Philadelphia's tiny house pioneers

In a tough town, tiny dwellers unite

Lifestyle Design
"Stellarr Chance" Thom Carroll/for PhillyVoice

A converted Tastykake delivery truck in the Paschall section of Southwest Philadelphia.

Want to live small? Think big.

The tiny house movement is sweeping the nation. At under 1,000 square feet, these miniature homes offer simple living, stripped of years of accumulated junk. When it comes to owning just what you need, the freedom to explore life outside the bounds of stuff begins.

Television shows like Tiny House Nation chronicle tiny homes, and micro-apartment buildings that house narrow space dwellers are growing by the day in New York.

But Philadelphia is one city that hasn’t caught the house fever — yet.

Last week, a meeting of the Philadelphia Tiny House and Co-Housing Community Development brought about 15 people to Istanbul Restaurant just off South Street. The agenda: to articulate a vision for a tiny house community in a tough love town.

(Excerpts from a pointing dataset)

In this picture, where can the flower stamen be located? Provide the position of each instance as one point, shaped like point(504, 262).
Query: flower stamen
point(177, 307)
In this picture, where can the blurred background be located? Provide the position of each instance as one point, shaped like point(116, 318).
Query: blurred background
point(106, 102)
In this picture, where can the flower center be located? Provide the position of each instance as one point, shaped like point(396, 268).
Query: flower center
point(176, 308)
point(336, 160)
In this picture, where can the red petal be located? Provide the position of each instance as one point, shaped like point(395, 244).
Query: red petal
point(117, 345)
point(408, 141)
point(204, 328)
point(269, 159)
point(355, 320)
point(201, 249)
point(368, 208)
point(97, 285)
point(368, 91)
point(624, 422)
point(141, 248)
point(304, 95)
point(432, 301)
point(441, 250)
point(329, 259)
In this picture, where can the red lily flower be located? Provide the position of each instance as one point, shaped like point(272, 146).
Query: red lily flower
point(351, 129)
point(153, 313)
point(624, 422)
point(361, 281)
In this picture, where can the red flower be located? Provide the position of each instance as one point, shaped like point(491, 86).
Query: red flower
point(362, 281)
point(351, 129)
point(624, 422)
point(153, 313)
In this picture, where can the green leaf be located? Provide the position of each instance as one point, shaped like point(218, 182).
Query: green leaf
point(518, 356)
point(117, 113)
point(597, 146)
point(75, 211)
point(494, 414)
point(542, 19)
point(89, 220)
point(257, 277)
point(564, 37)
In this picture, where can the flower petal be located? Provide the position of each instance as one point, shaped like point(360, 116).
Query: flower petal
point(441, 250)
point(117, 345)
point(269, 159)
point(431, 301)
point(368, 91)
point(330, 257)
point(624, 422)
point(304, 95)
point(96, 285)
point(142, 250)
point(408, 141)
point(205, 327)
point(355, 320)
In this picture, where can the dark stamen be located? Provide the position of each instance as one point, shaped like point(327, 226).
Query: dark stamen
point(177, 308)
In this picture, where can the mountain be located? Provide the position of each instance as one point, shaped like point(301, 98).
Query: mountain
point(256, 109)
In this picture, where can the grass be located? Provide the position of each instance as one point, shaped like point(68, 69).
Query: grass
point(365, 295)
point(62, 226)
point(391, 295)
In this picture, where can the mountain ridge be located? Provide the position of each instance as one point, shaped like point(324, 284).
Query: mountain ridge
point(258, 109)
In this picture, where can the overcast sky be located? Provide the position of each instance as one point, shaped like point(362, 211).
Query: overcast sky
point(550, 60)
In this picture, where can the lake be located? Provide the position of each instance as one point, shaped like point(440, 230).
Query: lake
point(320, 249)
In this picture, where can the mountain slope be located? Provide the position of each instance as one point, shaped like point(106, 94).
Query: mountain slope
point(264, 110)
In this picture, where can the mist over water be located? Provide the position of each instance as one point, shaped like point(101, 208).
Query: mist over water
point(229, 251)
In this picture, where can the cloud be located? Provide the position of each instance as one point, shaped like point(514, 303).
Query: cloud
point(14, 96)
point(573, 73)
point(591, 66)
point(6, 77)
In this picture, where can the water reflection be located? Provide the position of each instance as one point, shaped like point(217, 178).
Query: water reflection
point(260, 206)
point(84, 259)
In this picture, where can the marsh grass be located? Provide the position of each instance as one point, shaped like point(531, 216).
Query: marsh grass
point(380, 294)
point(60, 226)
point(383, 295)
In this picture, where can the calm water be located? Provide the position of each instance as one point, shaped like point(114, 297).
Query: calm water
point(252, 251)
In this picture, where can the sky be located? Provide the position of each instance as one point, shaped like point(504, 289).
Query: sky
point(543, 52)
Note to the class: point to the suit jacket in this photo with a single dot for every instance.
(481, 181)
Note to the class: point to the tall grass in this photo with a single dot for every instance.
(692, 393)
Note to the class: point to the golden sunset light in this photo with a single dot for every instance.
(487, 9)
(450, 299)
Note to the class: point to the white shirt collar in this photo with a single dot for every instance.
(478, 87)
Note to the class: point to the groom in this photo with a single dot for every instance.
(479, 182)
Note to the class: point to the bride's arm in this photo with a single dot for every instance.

◆ Objectives ◆
1. Print the passage of the tiny house article from "Lifestyle Design" to "day in New York." word for word.
2. Carry on the article about Philadelphia's tiny house pioneers from the point where it stops.

◆ Response list ◆
1.
Lifestyle Design
"Stellarr Chance" Thom Carroll/for PhillyVoice

A converted Tastykake delivery truck in the Paschall section of Southwest Philadelphia.

Want to live small? Think big.

The tiny house movement is sweeping the nation. At under 1,000 square feet, these miniature homes offer simple living, stripped of years of accumulated junk. When it comes to owning just what you need, the freedom to explore life outside the bounds of stuff begins.

Television shows like Tiny House Nation chronicle tiny homes, and micro-apartment buildings that house narrow space dwellers are growing by the day in New York.

2.
An eclectic mix of people from the city and the burbs showed up: set designers, teachers, retirement-age eccentrics. They began dividing into committees devoted to researching zoning rules, developing community relations and keeping the group connected with one another. Even at the time of this writing, a tiny community of tiny-housers is taking root.

Their dream, as of yet un-pinned down, is just good-natured potential, until it starts to take off -- or settle down on -- the ground. Just as motivations vary, so do their visions of success, and their roles in the motley pioneer band.


Realtor Tom Greene, who organized the group, believes in intentional community. A maze of contradictions, while he loves his freedom too much to settle down in a tiny house himself, the mission to realize a positive impact comes naturally.

“I’m a manifester,” Greene told, “so I create things and generate ideas, and I have to bring people to them or they don’t succeed. And sometimes I help people who have ideas to see their ideas realized.”

In keeping with his mission, Greene helped create SoFair Farms, an eco-village of tiny houses in Fairfield, Iowa, a small town not far from the Maharishi University of Management. Greene graduated from Maharishi with a degree in Sustainable Living and a practice in transcendental meditation, serving as a teaching assistant for a course on tiny houses, and even building his own. If ever a group needed a spiritual leader, Greene is the self-appointed guru for the job.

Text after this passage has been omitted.